Abu Hatim ar-Raziy juga berkomentar , bahwa hadis ini adalah dalil untuk
memilih teman yang baik dalam hal yang berkaitan dengan agama. Menurut
Imam an-Nawawiy Hadits ini juga menunjukkan keutamaan bergaul dengan
teman shalih dan orang baik yang memiliki akhlak yang mulia, sikap
wara’, dan adab. Sekaligus juga terdapat larangan bergaul dengan orang
yang buruk, ahli bid’ah, dan orang-orang yang mempunyai sikap tercela
lainnya.” (Syarh Shahih Muslim 4/227). Dari makna hadis dan komentar
para ulama’ diatas, kita bisa mengambil kesimpulan bahwa Islam sangat
menganjurkan kita untuk selektif dalam memilih teman bergaul dan lebih
menekankan untuk memilih teman yang memberikan dampak positif dan
manfaat bagi agama maupun dunia.
Perilaku seseorang bisa dilihat dari temannya
Salah satu alat ukur yang bisa digunakan untuk menjast (memastikan) baik dan buruk perilaku seseorang adalah dari teman bergaulnya, sebagaimana sabda Rasulullah saw :
أَخْبَرَنَا أَبُو بَكْرٍ
مُحَمَّدُ بْنُ الْحَسَنِ بْنِ فُورَكٍ رَحِمَهُ اللهُ , ثنا عَبْدُ اللهِ
بْنُ جَعْفَرٍ الْأَصْبَهَانِيُّ , ثنا يُونُسُ بْنُ حَبِيبٍ , ثنا أَبُو
دَاوُدَ الطَّيَالِسِيُّ , ثنا زُهَيْرُ بْنُ مُحَمَّدٍ , أَخْبَرَنِي
مُوسَى بْنُ وَرْدَانَ , عَنْ أَبِي هُرَيْرَةَ , قَالَ: قَالَ رَسُولُ
اللهِ صَلَّى اللَّهُ عَلَيْهِ وَسَلَّمَ: ” الْمَرْءُ عَلَى دِينِ
خَلِيلِهِ فَلْيَنْظُرْ أَحَدُكُمْ مَنْ يُخَالِلُ “
“Telah menceritakan kepada
kami Abu Bakr Muhammad bin Hasan bin Fûrak ra, telah menceritakan kepada
kami Abdullah bin Ja’far al-Asbahaniy, telah menceritakan kepada kami
Yûnus bin Jayyib, telah mencertikan kepada kami Abu Dāwud ath-Thoyalisi,
telah menceritakan kepada kami Zuhair bin Muhammad, telah mengkhabarkan
kepadaku Mûsa bin Wardān dari Abî Hurairah berkata : Rasulullah saw
bersabda “Agama Seseorang sesuai dengan agama teman dekatnya. Hendaklah kalian melihat siapakah yang menjadi teman dekatnya.” (HR. at-Turmudzi)

- Latihan Tertulis A
Daftarkan setiap baris catatan di bawah yang memuat kata "bare". Huruf besar dan kecil dibedakan.

- Data Masukan
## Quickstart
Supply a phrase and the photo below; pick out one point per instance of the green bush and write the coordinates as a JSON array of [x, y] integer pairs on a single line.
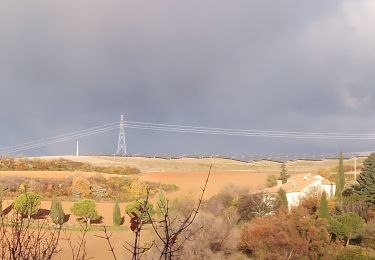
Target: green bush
[[27, 204], [116, 215], [137, 208], [57, 214], [353, 252], [85, 209]]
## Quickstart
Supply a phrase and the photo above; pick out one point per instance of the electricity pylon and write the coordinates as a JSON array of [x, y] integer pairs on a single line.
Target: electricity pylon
[[121, 145]]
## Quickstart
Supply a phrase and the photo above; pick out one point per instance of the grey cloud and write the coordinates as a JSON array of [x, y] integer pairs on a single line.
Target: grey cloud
[[287, 65]]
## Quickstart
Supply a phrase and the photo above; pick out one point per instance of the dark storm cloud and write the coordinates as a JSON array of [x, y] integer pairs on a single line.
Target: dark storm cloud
[[290, 65]]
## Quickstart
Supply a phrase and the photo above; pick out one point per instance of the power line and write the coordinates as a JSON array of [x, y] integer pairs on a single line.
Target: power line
[[184, 129]]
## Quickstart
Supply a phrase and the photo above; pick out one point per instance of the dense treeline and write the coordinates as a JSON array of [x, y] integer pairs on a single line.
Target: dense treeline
[[24, 164]]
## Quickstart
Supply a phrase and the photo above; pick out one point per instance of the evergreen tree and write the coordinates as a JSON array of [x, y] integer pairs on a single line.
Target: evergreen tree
[[116, 215], [57, 214], [340, 178], [161, 204], [323, 207], [366, 180], [282, 198], [284, 174]]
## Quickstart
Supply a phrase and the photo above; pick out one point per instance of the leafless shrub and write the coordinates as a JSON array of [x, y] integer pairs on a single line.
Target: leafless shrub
[[22, 238]]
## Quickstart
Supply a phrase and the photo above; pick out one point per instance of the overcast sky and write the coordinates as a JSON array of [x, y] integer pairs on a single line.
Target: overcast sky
[[267, 65]]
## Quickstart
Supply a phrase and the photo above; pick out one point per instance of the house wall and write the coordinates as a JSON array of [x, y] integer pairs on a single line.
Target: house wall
[[294, 198]]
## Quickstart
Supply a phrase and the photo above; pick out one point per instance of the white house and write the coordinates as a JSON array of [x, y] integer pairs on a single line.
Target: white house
[[301, 185]]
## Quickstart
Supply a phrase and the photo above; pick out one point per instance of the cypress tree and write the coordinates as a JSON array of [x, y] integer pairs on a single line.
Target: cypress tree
[[323, 206], [340, 178], [116, 215], [366, 180], [283, 200], [284, 174], [57, 213]]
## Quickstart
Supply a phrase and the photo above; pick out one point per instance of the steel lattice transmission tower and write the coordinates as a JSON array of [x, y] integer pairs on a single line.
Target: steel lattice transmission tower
[[121, 145]]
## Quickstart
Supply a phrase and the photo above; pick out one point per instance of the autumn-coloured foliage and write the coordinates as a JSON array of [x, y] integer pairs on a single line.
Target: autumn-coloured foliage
[[286, 236]]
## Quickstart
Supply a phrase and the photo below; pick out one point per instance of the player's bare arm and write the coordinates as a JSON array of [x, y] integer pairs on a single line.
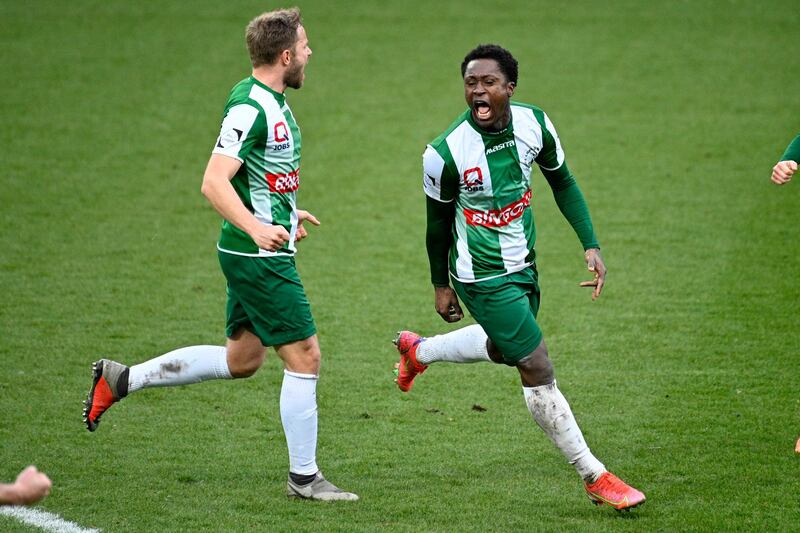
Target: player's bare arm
[[29, 487], [220, 193], [447, 305], [595, 265], [302, 216], [783, 171]]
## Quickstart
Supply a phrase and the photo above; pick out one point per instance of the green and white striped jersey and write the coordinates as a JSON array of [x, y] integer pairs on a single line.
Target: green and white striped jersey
[[488, 175], [259, 130]]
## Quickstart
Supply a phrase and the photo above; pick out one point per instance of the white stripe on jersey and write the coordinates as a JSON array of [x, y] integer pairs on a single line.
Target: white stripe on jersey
[[432, 167], [464, 270], [234, 130], [466, 147], [559, 150], [528, 137]]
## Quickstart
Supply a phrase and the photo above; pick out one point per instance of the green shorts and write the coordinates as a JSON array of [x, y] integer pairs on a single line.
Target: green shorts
[[266, 297], [506, 308]]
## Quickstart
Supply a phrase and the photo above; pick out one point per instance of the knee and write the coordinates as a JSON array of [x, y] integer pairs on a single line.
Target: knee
[[245, 365], [494, 353], [536, 369]]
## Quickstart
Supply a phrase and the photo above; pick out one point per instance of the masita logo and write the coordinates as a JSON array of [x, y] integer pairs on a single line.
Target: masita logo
[[473, 179], [498, 147], [495, 218], [284, 183]]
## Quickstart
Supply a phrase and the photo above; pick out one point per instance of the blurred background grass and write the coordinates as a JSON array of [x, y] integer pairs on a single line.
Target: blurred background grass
[[684, 375]]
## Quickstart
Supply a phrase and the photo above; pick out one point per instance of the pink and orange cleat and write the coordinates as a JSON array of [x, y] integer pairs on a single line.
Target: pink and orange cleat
[[109, 385], [613, 491], [408, 368]]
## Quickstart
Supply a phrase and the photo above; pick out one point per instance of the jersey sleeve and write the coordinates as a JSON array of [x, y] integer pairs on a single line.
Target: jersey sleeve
[[438, 179], [241, 128], [551, 156]]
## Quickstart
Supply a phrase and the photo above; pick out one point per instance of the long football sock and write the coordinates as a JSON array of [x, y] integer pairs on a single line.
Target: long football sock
[[299, 418], [551, 411], [465, 345], [183, 366]]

- Latihan Tertulis B
Jawablah pertanyaan berikut berdasarkan kutipan tentang memilih teman.
(i) Siapa yang berkomentar bahwa hadis ini adalah dalil untuk memilih teman yang baik dalam hal yang berkaitan dengan agama?
(ii) Menurut kutipan, dari apa baik dan buruk perilaku seseorang dapat dipastikan?
(iii) Menurut terjemahan sabda Rasulullah saw, agama seseorang sesuai dengan apa?

- Jawaban Akhir A
Supply a phrase and the photo below; pick out one point per instance of the player's bare arm and write the coordinates as a JSON array of [x, y] integer pairs on a single line.
Target: player's bare arm

- Jawaban Akhir B
(i) Abu Hatim ar-Raziy.
(ii) Dari teman bergaulnya.
(iii) Sesuai dengan agama teman dekatnya.